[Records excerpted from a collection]
▼

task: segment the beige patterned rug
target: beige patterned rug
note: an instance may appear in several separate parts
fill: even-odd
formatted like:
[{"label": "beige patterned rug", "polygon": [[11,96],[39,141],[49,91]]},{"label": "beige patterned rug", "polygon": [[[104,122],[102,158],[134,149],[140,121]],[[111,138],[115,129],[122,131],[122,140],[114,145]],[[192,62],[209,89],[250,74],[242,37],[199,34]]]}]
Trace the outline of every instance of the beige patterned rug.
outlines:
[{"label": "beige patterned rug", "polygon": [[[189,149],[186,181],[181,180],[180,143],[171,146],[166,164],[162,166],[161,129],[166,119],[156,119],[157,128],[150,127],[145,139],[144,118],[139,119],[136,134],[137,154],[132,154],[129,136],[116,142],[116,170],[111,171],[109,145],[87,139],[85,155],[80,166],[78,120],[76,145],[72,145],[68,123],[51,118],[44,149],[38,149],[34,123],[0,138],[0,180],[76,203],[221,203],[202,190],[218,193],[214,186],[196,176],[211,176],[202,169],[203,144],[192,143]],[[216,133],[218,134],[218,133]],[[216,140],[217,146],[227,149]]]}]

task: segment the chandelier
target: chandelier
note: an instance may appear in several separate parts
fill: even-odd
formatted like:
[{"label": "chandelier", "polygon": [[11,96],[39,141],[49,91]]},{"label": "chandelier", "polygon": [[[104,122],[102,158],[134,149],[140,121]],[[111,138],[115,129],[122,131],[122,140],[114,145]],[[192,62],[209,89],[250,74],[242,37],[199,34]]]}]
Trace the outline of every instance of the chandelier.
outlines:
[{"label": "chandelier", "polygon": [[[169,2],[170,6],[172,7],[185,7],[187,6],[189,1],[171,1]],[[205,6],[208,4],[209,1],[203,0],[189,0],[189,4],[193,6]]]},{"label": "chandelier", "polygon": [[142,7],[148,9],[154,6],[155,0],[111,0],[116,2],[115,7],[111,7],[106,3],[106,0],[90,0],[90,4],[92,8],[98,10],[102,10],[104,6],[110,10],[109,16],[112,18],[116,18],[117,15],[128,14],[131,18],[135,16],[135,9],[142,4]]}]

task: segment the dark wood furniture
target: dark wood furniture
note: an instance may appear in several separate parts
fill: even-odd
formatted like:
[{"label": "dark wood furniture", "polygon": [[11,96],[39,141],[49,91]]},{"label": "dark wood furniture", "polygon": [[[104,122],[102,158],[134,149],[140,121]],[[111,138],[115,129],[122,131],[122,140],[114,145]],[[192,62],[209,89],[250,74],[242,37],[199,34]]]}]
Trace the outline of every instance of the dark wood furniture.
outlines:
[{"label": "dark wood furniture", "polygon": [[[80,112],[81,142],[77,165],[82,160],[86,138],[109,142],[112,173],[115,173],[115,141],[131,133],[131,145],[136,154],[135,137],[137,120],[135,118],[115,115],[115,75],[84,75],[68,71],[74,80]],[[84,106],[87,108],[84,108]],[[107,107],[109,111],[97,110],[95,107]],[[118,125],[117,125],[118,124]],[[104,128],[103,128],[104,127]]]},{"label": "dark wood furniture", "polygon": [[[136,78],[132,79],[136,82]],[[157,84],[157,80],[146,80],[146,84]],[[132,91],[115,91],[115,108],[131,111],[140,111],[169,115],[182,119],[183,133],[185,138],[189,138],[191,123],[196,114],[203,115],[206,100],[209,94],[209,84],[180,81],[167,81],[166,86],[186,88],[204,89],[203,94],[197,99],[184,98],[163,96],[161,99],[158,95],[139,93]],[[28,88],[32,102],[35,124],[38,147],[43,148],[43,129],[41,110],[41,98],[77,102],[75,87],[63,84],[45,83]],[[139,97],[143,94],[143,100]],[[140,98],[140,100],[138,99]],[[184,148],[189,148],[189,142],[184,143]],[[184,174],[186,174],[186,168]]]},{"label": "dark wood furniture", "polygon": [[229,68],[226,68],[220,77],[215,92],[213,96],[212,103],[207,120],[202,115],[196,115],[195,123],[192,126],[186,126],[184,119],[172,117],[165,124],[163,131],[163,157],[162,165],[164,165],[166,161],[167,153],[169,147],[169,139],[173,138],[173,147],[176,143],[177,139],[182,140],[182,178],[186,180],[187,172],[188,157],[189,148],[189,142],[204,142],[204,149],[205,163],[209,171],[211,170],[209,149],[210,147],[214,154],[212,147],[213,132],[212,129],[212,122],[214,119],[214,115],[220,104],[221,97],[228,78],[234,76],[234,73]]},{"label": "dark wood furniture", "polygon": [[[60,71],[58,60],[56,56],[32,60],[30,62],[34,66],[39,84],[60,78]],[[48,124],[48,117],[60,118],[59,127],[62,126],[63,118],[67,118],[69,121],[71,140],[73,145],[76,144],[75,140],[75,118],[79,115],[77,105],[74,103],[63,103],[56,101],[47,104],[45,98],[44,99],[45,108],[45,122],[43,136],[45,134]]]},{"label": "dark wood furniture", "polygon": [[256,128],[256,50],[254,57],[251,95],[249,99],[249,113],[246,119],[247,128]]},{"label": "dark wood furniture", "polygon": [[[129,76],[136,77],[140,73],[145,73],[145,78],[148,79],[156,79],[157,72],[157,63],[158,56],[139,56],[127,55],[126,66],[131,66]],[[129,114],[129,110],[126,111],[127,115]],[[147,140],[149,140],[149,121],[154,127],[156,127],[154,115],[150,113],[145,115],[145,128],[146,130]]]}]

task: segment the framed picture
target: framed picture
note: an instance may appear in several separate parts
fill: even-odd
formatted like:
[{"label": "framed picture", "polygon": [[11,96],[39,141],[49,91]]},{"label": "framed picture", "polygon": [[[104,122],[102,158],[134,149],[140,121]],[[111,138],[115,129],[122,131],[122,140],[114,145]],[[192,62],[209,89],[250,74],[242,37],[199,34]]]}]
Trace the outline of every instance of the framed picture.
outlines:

▲

Write out every entry word for word.

## Completed task
task: segment the beige patterned rug
target: beige patterned rug
note: an instance may appear in several separate parts
fill: even-odd
formatted like:
[{"label": "beige patterned rug", "polygon": [[11,96],[39,141],[49,91]]},{"label": "beige patterned rug", "polygon": [[[104,122],[102,158],[134,149],[140,121]],[[111,138],[115,129],[122,131],[122,140],[114,145]],[[192,62],[209,89],[250,74],[242,37],[199,34]]]}]
Trace the outline of every instance of the beige patterned rug.
outlines:
[{"label": "beige patterned rug", "polygon": [[[189,149],[186,181],[181,180],[180,143],[171,146],[166,164],[162,166],[161,129],[166,119],[156,119],[157,128],[150,127],[145,139],[144,118],[139,119],[136,134],[137,154],[132,154],[129,136],[116,142],[116,170],[111,171],[109,145],[87,139],[85,155],[80,166],[78,120],[76,145],[72,145],[68,123],[51,118],[44,149],[38,149],[34,123],[0,138],[0,180],[76,203],[221,203],[202,190],[218,193],[214,186],[196,176],[211,176],[202,169],[203,144],[192,143]],[[216,133],[218,134],[218,133]],[[216,140],[217,146],[227,149]]]}]

task: segment the chandelier
target: chandelier
note: an instance may appear in several separate parts
fill: even-odd
formatted like:
[{"label": "chandelier", "polygon": [[11,96],[39,141],[49,91]]},{"label": "chandelier", "polygon": [[[104,122],[102,158],[134,149],[140,121]],[[111,138],[115,129],[122,131],[122,140],[114,145]],[[192,62],[209,89],[250,74],[242,37],[199,34]]]}]
Trace the outline of every instance of the chandelier.
outlines:
[{"label": "chandelier", "polygon": [[[169,2],[170,6],[172,7],[185,7],[187,6],[189,1],[171,1]],[[205,6],[208,4],[209,1],[203,0],[189,0],[189,4],[193,6]]]},{"label": "chandelier", "polygon": [[142,7],[148,9],[154,6],[155,0],[111,0],[116,2],[115,7],[111,7],[106,3],[106,0],[90,0],[90,4],[92,8],[98,10],[102,10],[104,6],[110,10],[109,16],[112,18],[116,18],[117,15],[128,14],[131,18],[135,16],[135,9],[142,4]]}]

task: segment the dark wood furniture
target: dark wood furniture
note: an instance may appear in several separate parts
fill: even-odd
formatted like:
[{"label": "dark wood furniture", "polygon": [[11,96],[39,141],[49,91]]},{"label": "dark wood furniture", "polygon": [[[104,122],[102,158],[134,149],[140,121]],[[111,138],[115,129],[122,131],[122,140],[114,145]],[[192,62],[209,89],[250,74],[242,37],[199,34]]]}]
Trace the outline of every instance of the dark wood furniture.
outlines:
[{"label": "dark wood furniture", "polygon": [[[80,112],[81,142],[77,165],[82,160],[86,138],[109,142],[112,173],[115,173],[115,141],[131,133],[131,145],[136,154],[135,137],[137,120],[135,118],[115,115],[115,75],[84,75],[68,71],[74,80]],[[84,106],[87,108],[84,108]],[[107,107],[109,111],[97,110],[95,107]],[[118,125],[117,125],[118,124]],[[104,128],[103,128],[104,127]]]},{"label": "dark wood furniture", "polygon": [[[136,78],[132,79],[136,82]],[[157,84],[157,80],[146,80],[146,84]],[[132,91],[115,91],[115,108],[131,111],[140,111],[169,115],[182,119],[183,133],[185,138],[189,138],[191,123],[196,114],[203,115],[206,100],[209,94],[209,84],[180,81],[167,81],[166,86],[186,88],[204,89],[203,94],[197,99],[184,98],[163,96],[161,99],[158,95],[139,93]],[[28,88],[32,102],[35,124],[38,147],[43,148],[43,129],[41,110],[41,98],[77,102],[75,87],[63,84],[45,83]],[[139,97],[143,94],[143,100]],[[140,98],[140,100],[138,99]],[[184,148],[189,148],[189,142],[184,143]],[[184,174],[186,174],[186,168]]]},{"label": "dark wood furniture", "polygon": [[229,68],[226,68],[220,77],[215,92],[213,96],[212,103],[207,120],[202,115],[196,115],[195,123],[192,126],[186,126],[184,119],[172,117],[165,124],[163,131],[163,157],[162,165],[164,165],[166,161],[167,153],[169,147],[169,139],[173,138],[173,147],[176,143],[177,139],[182,140],[182,178],[186,180],[187,172],[188,157],[189,148],[189,142],[204,142],[204,149],[205,163],[209,171],[211,170],[209,149],[210,147],[214,154],[212,147],[213,132],[212,129],[212,122],[214,119],[214,115],[220,104],[221,97],[228,78],[234,76],[234,73]]},{"label": "dark wood furniture", "polygon": [[[60,71],[58,60],[56,56],[32,60],[30,62],[34,66],[39,84],[60,78]],[[48,124],[48,117],[60,118],[59,127],[62,126],[63,118],[67,118],[69,121],[71,140],[73,145],[76,144],[75,140],[75,118],[79,115],[77,105],[74,103],[63,103],[56,101],[47,104],[45,98],[44,99],[45,108],[45,122],[43,136],[45,134]]]},{"label": "dark wood furniture", "polygon": [[256,128],[256,50],[254,57],[251,95],[249,99],[249,113],[246,119],[247,128]]},{"label": "dark wood furniture", "polygon": [[[129,76],[136,77],[140,73],[145,73],[145,78],[148,79],[156,79],[157,72],[157,63],[158,56],[139,56],[127,55],[126,66],[131,66]],[[129,114],[129,110],[126,111],[127,115]],[[147,140],[149,140],[149,121],[154,127],[156,127],[154,115],[150,113],[145,115],[145,128],[146,130]]]}]

task: segment the framed picture
target: framed picture
note: an instance may appear in several separate parts
fill: even-odd
formatted like:
[{"label": "framed picture", "polygon": [[11,96],[39,141],[49,91]]},{"label": "framed picture", "polygon": [[[104,122],[102,158],[134,149],[140,121]],[[111,138],[115,129],[122,131],[122,140],[114,145]],[[192,62],[209,89],[250,74],[242,37],[199,34]]]}]
Trace the outline of every instance of the framed picture.
outlines:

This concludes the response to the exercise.